╭─ Provided records
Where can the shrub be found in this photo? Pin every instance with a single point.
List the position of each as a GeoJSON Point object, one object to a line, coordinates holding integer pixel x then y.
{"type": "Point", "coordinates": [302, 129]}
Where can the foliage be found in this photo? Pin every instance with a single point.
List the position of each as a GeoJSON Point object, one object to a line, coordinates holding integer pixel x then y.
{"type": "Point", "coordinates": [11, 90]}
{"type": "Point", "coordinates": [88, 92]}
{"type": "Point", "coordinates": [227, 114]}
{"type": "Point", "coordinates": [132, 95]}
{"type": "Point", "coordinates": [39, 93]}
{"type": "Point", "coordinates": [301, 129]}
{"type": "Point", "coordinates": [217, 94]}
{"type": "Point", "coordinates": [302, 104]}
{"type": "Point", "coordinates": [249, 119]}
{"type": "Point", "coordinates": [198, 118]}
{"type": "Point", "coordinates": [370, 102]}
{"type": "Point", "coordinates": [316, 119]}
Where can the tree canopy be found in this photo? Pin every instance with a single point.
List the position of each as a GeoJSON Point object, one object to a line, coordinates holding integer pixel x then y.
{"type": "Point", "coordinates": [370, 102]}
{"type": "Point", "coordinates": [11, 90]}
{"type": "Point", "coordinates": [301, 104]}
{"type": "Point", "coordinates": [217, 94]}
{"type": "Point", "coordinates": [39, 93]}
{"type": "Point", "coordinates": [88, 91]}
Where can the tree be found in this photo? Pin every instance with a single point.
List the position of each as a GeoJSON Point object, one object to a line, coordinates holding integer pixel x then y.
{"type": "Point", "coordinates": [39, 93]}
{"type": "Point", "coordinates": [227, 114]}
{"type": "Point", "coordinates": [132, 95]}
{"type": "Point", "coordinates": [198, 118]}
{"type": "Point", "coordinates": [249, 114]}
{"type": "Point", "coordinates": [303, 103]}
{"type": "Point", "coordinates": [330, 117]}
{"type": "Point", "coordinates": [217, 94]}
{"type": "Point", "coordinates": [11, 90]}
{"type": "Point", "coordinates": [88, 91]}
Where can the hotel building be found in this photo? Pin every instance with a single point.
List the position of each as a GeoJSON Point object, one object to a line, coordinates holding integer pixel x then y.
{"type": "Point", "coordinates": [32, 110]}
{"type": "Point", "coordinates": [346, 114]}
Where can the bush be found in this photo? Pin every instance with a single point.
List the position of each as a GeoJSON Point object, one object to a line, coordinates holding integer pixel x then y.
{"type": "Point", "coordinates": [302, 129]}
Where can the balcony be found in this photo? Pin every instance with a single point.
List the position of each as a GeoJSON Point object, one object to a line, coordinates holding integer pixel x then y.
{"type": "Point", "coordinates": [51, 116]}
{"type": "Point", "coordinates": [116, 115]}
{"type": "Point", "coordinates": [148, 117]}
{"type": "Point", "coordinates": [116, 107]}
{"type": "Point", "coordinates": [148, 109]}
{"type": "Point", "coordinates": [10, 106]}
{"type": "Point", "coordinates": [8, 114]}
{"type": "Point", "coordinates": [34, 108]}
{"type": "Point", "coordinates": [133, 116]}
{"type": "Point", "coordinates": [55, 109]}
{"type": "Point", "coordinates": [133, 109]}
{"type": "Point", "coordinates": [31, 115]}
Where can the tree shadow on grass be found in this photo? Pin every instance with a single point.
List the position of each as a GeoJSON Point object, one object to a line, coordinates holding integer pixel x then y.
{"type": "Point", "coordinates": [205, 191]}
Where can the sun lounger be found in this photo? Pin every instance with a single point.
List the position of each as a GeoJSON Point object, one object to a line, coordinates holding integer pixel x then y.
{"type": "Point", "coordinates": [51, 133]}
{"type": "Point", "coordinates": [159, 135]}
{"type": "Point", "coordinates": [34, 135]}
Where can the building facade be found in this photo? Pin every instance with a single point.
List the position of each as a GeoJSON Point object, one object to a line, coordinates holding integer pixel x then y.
╰─
■ **What you have to do**
Say how many lines above include "tree". The number alone is the answer.

■ **Task output**
3